*** Opening Text ***

Thursday, July 26, 2012

Loss Milestone

Today I am 8 weeks 1 day pregnant. Tomorrow is the day in my last pregnancy that my miscarriage was confirmed. This Saturday I will officially be more pregnant than I have ever been. It is a very bittersweet feeling.

I've been enjoying this pregnancy (as much as you can enjoy nausea and breakouts) but I've found myself thinking about the baby that I lost a lot more. I think it has to do with my estimated due date approaching. Even though I am pregnant now, I feel a twinge of pain whenever I see a woman with a huge 9 month belly, because that's what my belly is supposed to look like right now. I'm supposed to be getting a nursery ready, washing baby clothes in Dreft, dealing with the summer heat.

I don't suppose I'll ever "get over" the pregnancy that I lost. As early as two days after my miscarriage was confirmed I had people telling me to "cheer up" and "move on." At that point I was still in PHYSICAL pain. Contraction like cramps, blood, blood and more blood, back pain; it was all extremely painful. I had barely begun to deal with the emotional side of losing my baby and I was being told to "cheer up." Needless to say that spun me into a lonely, silent depression where I felt like I couldn't turn to anyone about my pain. Over time I have learned how to manage it, accept it, and even amazingly, be somewhat thankful for it. But no, I will never forget, get over, or move on from the baby that I lost.

*** Closing Text ***
*** Opening Dataset extract ***

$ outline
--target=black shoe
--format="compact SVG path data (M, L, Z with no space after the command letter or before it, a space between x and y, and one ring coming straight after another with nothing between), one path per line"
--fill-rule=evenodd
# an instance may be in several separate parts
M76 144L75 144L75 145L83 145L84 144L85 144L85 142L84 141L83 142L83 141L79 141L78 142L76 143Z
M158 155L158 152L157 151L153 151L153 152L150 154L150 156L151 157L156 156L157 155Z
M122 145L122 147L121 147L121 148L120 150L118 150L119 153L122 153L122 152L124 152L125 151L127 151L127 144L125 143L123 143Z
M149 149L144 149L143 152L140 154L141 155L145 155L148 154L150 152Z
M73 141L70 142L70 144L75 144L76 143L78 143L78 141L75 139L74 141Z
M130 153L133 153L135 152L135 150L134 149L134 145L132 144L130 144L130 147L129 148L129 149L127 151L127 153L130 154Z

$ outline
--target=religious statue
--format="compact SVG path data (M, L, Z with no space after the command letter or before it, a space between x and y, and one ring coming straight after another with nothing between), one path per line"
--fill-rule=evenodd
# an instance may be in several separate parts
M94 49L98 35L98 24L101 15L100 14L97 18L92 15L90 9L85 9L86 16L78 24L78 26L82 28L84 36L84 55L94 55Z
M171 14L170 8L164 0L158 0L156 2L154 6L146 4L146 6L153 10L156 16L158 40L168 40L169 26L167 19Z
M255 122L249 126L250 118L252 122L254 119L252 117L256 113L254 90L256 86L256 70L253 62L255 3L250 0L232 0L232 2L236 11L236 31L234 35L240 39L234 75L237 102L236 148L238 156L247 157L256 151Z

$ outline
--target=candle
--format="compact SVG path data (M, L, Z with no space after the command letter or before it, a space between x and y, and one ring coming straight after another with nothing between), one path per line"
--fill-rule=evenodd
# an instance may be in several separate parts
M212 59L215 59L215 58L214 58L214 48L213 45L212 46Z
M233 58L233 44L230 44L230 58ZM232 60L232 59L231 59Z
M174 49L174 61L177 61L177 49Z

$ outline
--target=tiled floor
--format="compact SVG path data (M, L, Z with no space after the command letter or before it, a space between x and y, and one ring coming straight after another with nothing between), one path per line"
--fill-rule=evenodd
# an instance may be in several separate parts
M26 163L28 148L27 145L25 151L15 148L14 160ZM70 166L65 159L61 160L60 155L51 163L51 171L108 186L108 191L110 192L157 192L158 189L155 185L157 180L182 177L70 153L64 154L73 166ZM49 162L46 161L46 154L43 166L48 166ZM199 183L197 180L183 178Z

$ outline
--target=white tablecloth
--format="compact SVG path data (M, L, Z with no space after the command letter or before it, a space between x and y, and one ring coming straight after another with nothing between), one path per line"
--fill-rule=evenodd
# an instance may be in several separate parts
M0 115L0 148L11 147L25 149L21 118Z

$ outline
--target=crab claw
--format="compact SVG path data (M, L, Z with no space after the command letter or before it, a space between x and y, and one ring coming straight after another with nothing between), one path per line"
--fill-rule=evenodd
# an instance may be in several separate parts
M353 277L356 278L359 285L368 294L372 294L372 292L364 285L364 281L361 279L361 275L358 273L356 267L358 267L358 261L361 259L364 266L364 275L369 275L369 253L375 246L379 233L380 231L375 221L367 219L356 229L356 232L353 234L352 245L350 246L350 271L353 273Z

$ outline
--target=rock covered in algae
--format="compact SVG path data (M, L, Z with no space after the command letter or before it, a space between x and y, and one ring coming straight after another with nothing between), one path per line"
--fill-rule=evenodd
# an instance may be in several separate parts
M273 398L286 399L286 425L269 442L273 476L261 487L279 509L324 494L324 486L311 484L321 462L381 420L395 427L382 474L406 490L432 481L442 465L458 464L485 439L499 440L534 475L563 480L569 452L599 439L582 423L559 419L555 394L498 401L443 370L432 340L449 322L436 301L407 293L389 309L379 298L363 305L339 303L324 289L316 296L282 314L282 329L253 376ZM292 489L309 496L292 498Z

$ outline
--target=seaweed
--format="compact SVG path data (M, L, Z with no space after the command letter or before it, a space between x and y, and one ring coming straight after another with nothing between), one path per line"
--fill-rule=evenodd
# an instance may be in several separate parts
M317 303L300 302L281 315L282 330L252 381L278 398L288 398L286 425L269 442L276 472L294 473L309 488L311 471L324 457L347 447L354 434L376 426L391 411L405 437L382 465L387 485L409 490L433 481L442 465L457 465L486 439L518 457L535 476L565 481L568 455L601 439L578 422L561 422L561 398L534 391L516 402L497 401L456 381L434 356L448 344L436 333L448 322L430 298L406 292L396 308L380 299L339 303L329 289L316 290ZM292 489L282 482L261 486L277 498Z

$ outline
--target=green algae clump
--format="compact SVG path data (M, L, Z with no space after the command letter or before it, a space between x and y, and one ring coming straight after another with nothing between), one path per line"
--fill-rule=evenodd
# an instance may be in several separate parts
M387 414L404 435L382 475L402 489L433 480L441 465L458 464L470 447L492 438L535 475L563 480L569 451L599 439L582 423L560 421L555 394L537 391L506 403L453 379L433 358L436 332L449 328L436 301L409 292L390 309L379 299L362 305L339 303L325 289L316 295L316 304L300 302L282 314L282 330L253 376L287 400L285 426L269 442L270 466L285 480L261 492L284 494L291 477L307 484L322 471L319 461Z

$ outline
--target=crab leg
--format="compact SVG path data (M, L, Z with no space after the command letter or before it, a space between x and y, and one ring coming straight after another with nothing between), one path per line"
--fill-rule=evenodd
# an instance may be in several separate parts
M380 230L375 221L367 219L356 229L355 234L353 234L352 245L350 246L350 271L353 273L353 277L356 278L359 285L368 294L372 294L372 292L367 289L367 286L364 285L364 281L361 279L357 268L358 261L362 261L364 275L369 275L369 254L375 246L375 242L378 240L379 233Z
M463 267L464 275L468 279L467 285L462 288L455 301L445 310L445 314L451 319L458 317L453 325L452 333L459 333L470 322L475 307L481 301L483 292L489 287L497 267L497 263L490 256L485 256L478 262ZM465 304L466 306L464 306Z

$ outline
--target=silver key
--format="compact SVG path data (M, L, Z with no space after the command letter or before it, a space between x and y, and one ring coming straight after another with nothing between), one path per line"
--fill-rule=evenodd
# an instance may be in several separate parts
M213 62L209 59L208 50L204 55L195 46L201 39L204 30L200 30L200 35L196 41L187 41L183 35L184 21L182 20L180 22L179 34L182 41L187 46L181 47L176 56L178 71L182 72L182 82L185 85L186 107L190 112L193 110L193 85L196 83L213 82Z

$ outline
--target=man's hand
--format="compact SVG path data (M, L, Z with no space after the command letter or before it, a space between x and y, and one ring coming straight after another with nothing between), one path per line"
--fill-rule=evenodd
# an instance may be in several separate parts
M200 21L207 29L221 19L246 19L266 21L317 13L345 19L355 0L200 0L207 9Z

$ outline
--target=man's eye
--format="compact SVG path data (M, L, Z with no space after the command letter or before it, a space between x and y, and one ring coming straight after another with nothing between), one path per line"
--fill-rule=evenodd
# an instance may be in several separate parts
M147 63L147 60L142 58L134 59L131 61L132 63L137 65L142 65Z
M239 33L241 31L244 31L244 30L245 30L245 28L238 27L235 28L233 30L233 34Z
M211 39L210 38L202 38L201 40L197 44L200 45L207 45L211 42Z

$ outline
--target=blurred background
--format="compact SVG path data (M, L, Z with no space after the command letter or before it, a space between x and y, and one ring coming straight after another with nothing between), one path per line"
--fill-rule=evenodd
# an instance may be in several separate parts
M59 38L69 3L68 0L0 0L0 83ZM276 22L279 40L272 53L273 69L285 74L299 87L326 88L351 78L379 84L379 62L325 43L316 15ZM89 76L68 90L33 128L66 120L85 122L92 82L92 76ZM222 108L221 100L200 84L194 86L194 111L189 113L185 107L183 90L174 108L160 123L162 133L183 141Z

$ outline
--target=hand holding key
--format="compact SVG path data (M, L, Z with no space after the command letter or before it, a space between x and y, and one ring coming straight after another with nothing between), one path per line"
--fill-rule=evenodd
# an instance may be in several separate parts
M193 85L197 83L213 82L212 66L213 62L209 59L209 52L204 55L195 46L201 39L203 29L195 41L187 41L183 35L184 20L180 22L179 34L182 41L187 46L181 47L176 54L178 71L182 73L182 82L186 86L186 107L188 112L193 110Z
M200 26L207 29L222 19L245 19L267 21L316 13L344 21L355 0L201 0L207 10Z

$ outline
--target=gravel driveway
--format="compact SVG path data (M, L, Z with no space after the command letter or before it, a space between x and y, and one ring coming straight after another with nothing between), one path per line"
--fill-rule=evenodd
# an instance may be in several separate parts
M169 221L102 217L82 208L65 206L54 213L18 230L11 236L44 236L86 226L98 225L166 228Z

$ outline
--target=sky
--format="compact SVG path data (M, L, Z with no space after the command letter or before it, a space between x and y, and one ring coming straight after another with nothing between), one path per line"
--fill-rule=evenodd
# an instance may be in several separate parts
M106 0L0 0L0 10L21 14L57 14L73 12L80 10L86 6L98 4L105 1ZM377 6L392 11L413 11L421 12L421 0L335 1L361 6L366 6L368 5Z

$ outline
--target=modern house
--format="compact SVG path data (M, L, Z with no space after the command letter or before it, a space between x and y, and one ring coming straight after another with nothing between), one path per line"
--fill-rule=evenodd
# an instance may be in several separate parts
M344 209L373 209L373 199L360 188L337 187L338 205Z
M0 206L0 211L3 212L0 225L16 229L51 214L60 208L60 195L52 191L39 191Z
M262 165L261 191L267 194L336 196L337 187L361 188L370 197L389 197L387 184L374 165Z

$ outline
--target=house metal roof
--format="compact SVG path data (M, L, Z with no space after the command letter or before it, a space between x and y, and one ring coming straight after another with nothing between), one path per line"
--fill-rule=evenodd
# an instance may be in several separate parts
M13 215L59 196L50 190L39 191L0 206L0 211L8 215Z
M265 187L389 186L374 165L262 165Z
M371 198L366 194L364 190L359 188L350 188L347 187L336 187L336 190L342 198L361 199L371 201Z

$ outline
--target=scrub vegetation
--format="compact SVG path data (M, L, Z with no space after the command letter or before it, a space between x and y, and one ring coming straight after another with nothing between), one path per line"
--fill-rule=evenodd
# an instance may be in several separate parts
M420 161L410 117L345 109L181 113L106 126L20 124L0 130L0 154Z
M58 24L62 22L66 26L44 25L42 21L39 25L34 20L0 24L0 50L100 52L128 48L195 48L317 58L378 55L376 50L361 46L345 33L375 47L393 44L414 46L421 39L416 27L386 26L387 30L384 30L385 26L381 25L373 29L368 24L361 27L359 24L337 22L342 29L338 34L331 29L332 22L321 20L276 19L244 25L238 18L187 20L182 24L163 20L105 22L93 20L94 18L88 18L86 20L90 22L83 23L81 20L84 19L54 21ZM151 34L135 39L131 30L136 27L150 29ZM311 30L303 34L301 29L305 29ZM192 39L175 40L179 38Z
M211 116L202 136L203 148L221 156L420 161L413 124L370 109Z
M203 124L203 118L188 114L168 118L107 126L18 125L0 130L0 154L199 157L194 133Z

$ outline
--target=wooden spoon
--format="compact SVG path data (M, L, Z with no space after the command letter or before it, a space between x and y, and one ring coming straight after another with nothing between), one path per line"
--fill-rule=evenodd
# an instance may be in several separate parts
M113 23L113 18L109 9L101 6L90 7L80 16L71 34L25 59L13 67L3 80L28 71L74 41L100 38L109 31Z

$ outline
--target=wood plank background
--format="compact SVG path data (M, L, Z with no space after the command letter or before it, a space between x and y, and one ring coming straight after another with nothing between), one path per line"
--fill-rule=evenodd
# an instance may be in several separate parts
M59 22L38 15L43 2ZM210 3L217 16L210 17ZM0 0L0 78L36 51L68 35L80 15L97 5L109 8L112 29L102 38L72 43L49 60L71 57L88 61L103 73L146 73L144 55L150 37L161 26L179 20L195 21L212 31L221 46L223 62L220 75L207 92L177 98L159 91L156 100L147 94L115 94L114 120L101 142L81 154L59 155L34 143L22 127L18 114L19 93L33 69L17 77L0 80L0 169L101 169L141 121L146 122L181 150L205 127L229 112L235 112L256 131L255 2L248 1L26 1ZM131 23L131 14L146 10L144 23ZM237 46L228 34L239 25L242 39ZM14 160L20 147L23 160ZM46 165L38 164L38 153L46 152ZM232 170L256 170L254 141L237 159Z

*** Closing Dataset extract ***

What to do
**a.** According to the Loss Milestone post, how far along is the current pregnancy today?
**b.** Duplicate the Loss Milestone post between "Thursday, July 26, 2012" and "very bittersweet feeling.", inclusive.
These lines come from a source separate from the text.

Responses to the exercise
**a.** 8 weeks 1 day.

**b.**
Thursday, July 26, 2012

Loss Milestone

Today I am 8 weeks 1 day pregnant. Tomorrow is the day in my last pregnancy that my miscarriage was confirmed. This Saturday I will officially be more pregnant than I have ever been. It is a very bittersweet feeling.